▶ **ИСХОДНЫЙ ТЕКСТ**:

В течение многих лет я бывал главным образом в Берлине. Но после того, как Фонд Гумбольдта дал мне стипендию, я смог посетить многие немецкие большие и маленькие города и оценил эту страну. Мне понравились уютные немецкие домики, я понимал, что немецкий менталитет, привычка немцев к порядку придавали их быту и нравам, их жизненному укладу то своеобразие, которое мы знаем с детства из немецкой литературы и истории.

Интерес к пониманию Германии для меня проявился и тогда, когда мне делали операцию в немецкой клинике в Кёльне.

В то же время за последние годы в Германии, как и во всей Европе, выросло новое поколение, оно уже имеет свою шкалу ценностей и свои приоритеты, которые часто размывают сложившиеся устои.

Сегодня очень мало отличий в стиле жизни населения маленьких городков в Германии от городков Бельгии, Австрии или даже Франции и Швейцарии. И все же немецкая профессура (особенно в гуманитарной сфере) дорожит своими традициями и национальными приоритетами. Именно эти факторы особенно привлекали меня; хотелось узнать, как и в какой степени Германия изменилась, что осталось от прежних времен, и какое место в германских современных приоритетах принадлежит России.

Весьма часто я слышал, что в геополитическом плане Германия стремится играть преобладающую роль в Европейском Союзе, используя прежде всего экономическую мощь. Но в контактах и в сотрудничестве в сфере науки и образования немецкие партнеры и коллеги не показывали подобных настроений. Трагический опыт истории ХХ столетия, как мне кажется, принципиально изменил менталитет и поведение немецкой профессуры. Я убежден, что задача российских ученых состоит в том, чтобы максимально сотрудничать с немецкими коллегами в различных областях науки и образования.

▶ **ПРЕДОСТАВЛЕННЫЕ ДАННЫЕ**:
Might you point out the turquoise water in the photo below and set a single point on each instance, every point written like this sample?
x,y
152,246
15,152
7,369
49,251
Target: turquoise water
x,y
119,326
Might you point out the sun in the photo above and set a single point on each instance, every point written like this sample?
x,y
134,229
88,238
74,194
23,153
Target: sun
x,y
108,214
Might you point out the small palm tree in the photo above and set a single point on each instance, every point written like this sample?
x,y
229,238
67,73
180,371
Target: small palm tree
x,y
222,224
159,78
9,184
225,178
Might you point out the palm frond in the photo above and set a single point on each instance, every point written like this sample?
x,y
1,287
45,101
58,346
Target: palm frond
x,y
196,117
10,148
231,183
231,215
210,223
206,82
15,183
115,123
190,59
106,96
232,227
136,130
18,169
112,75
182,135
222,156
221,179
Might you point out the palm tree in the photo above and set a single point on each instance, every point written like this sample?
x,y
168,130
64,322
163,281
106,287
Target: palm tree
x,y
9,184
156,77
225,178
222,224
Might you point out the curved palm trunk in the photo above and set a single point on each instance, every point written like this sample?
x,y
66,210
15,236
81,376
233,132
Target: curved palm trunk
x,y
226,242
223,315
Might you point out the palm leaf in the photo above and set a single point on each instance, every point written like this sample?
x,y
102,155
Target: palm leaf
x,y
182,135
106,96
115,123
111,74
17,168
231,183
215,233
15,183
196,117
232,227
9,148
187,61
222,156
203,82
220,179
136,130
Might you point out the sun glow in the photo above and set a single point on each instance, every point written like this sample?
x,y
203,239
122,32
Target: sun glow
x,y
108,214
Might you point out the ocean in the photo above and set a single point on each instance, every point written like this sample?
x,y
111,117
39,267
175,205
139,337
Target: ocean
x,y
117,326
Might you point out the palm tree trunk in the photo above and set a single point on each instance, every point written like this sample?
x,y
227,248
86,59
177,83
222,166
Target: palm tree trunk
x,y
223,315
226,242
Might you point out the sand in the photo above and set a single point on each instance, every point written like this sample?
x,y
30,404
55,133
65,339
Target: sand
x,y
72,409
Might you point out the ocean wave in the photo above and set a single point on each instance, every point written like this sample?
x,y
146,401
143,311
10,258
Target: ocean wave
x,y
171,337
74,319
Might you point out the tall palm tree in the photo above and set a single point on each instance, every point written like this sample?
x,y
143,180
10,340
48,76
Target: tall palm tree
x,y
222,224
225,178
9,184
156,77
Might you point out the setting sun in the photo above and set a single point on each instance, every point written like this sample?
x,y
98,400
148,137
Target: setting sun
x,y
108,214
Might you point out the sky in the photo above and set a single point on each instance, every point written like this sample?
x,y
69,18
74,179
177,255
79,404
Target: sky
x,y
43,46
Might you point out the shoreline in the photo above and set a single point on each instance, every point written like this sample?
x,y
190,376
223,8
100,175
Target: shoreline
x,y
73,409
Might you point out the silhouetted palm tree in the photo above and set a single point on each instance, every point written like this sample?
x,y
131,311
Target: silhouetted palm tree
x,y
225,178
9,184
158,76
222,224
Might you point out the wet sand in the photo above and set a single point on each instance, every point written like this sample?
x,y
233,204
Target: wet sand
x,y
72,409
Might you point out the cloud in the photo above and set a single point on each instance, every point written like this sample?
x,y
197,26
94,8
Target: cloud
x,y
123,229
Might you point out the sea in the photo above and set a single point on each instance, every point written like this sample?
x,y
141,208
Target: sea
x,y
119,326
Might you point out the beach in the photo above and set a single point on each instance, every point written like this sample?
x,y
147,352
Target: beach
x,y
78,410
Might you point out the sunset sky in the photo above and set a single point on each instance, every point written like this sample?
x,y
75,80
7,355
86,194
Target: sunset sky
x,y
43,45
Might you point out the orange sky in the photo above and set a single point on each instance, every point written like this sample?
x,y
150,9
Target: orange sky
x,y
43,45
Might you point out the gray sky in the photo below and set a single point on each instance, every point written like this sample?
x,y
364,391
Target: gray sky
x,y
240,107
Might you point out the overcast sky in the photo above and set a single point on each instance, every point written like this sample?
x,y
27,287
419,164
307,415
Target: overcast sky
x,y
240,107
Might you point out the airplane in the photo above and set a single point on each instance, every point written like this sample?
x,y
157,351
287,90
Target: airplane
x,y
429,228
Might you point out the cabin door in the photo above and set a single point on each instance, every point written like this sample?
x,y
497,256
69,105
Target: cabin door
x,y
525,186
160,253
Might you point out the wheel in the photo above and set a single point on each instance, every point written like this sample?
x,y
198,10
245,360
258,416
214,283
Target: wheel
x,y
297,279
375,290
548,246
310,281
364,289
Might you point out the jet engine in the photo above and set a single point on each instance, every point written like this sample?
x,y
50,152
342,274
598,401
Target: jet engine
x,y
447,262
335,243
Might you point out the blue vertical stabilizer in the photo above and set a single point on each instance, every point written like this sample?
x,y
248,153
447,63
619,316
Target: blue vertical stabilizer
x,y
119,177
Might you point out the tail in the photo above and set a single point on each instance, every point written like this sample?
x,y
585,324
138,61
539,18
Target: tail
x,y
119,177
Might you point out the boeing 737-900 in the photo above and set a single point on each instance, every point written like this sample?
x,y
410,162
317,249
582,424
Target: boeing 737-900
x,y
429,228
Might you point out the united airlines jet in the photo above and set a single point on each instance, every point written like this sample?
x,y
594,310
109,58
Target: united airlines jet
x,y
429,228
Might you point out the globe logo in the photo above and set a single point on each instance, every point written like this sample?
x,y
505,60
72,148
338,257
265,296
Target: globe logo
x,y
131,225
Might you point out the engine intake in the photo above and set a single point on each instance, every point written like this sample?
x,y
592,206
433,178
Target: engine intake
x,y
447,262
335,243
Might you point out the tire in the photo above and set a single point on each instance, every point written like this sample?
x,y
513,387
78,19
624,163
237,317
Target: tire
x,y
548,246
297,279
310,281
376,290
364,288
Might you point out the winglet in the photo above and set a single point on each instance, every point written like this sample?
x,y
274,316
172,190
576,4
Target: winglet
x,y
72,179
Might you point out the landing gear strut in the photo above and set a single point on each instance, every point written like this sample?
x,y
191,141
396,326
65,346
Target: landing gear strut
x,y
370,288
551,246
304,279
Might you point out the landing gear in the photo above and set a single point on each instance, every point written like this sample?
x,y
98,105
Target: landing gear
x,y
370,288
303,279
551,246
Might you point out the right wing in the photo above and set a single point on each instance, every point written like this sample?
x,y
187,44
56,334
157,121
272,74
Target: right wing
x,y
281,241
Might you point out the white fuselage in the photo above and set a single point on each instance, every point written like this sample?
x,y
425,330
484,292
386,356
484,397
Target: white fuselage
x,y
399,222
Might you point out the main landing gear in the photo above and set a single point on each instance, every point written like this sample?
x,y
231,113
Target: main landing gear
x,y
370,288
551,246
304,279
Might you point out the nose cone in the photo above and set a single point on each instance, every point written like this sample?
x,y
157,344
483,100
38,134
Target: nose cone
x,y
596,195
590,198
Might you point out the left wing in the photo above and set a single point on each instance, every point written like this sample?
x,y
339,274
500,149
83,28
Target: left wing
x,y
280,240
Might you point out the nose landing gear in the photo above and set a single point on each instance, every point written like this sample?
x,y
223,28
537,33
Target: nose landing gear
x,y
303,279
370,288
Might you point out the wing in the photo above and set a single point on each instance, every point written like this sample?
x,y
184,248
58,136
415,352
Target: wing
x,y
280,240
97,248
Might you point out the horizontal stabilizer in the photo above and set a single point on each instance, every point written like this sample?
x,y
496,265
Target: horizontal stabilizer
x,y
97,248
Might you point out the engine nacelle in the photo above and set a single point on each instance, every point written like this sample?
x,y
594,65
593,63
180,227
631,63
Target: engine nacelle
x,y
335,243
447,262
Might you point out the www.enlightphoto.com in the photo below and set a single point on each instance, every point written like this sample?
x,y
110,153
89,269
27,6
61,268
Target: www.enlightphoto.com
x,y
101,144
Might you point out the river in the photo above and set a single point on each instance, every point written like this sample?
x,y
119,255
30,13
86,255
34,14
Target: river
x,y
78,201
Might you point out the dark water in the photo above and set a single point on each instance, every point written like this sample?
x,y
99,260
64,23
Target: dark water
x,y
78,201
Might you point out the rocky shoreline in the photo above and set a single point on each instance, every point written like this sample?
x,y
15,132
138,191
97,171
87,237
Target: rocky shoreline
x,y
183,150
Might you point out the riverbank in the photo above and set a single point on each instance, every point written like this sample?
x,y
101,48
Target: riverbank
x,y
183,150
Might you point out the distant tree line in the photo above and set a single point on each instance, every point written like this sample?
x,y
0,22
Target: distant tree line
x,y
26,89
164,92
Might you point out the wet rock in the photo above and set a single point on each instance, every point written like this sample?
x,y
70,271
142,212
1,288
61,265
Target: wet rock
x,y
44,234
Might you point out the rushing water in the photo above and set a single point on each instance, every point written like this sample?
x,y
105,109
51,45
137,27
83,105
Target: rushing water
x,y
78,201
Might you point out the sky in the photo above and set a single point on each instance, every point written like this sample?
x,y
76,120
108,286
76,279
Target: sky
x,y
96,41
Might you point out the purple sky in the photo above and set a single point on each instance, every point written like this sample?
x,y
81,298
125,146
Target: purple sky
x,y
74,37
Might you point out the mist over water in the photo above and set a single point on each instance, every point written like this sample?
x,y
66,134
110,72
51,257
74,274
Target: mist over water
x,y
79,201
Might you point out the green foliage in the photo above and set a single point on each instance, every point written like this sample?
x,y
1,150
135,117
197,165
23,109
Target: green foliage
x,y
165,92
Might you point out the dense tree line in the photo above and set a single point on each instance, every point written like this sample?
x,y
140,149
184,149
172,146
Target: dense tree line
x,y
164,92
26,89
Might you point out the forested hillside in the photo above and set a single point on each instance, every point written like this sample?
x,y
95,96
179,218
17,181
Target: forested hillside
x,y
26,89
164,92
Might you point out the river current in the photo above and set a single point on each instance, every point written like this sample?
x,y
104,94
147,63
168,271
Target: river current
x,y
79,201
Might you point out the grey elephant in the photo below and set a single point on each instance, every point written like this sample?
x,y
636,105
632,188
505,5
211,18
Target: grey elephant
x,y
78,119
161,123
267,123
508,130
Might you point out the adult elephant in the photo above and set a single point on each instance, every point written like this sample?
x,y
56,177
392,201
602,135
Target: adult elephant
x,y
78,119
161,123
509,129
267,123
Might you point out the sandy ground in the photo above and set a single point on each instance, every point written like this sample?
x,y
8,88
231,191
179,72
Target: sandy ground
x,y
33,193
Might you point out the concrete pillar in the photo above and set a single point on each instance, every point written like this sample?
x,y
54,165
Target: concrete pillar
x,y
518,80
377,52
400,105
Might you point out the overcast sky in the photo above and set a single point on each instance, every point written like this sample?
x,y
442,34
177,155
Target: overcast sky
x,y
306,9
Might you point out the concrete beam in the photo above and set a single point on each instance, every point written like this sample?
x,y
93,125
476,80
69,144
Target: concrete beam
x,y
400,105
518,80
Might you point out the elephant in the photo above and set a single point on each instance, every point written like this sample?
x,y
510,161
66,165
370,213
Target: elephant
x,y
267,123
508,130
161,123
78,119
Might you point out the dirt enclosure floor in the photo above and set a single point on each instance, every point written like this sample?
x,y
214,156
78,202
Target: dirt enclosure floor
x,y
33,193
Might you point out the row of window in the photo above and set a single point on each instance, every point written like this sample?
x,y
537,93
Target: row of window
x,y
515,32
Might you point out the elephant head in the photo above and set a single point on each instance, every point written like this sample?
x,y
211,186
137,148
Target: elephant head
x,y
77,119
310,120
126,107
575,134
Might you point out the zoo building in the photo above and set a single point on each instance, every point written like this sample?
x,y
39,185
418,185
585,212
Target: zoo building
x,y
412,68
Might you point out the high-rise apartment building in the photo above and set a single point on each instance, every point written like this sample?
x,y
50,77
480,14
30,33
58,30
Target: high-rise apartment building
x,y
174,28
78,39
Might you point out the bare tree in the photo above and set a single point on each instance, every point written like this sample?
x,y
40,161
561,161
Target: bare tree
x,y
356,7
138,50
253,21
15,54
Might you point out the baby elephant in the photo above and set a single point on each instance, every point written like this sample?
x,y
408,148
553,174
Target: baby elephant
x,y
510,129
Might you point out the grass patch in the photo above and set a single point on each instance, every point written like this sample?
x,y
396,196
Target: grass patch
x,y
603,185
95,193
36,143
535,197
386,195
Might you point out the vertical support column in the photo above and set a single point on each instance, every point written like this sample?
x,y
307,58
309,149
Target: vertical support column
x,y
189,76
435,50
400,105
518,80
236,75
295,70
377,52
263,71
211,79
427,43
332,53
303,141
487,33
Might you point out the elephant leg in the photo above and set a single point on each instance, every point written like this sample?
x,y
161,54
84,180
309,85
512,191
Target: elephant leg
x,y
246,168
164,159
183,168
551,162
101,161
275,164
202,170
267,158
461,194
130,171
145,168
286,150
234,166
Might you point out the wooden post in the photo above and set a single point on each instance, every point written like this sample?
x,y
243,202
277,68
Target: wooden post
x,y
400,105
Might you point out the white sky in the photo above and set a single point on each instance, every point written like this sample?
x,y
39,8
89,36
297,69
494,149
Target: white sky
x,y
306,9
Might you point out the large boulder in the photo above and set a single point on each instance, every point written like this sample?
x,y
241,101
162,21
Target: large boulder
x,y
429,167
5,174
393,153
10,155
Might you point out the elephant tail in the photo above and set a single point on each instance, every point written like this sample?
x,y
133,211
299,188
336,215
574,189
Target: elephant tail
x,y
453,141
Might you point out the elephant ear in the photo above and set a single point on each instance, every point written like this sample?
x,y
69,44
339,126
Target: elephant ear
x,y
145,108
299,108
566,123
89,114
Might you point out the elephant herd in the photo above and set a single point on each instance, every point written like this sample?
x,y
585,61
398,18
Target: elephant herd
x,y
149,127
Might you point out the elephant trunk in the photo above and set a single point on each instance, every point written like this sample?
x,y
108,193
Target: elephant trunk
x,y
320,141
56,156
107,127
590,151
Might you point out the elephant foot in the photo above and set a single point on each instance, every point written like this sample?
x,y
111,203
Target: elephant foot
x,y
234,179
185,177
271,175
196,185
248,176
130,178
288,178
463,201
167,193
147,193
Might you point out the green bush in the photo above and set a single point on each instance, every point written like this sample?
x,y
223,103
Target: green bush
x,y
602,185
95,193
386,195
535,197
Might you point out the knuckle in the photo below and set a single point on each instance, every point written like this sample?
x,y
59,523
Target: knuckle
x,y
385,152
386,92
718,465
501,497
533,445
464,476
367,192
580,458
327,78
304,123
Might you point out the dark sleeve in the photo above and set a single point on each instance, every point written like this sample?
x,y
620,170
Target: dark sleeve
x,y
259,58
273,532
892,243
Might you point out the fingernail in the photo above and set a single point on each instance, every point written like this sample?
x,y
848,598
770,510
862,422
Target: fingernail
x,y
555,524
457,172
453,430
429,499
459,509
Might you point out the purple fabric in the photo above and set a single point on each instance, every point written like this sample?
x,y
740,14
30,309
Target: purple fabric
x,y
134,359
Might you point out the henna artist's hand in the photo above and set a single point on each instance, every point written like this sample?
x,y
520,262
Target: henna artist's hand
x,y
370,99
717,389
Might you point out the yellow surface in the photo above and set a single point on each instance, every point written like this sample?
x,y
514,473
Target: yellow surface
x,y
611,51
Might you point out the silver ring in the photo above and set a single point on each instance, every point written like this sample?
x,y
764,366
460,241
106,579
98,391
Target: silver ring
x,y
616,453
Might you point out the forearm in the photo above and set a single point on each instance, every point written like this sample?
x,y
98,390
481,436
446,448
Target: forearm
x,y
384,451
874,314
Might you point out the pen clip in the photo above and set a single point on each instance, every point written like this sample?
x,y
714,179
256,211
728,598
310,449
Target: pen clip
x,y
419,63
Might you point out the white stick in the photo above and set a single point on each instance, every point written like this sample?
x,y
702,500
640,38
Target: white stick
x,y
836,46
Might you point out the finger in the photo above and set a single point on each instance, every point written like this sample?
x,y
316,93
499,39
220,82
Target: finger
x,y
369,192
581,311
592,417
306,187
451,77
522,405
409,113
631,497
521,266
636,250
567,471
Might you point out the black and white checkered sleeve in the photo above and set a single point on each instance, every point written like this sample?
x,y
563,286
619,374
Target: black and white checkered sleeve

▶ **ЗАДАНИЯ**:
1. В каком городе, согласно тексту о Германии, делали операцию в немецкой клинике?
2. Перечислите все страны, с городками которых в тексте о Германии сравниваются маленькие немецкие городки.
3. Продолжите текст о Германии, начав сразу после его последнего предложения.

▶ **ОТВЕТЫ**:
1. В Кёльне.

2. Бельгия, Австрия, Франция, Швейцария.

3.
Интересной страницей моих связей с историками Германии стала совместная работа над учебным пособием для учителей истории обеих стран. Сама идея такого пособия родилась после обобщения успешного опыта деятельности совместной комиссии историков России и Германии. Помню, как мы обсуждали рутинные вопросы наших перспектив. В это время я был озабочен вопросами интеграции науки и образования в России. В воздухе уже витали идеи подготовки в России новых учебников по истории.

И я спросил моих немецких партнеров по Комиссии, как они отнеслись бы к идее о подготовке некоего совместного учебного пособия по истории для учителей средней школы. С самого начала мы отвергли возможность создания именно учебника, поскольку слишком разными были дидактические основы учебников в наших странах. Кроме того, в Германии школьное образование децентрализовано и варьируется в каждой «земле». Немецкие коллеги обещали подумать и о самой идее, и об источниках финансирования такого проекта.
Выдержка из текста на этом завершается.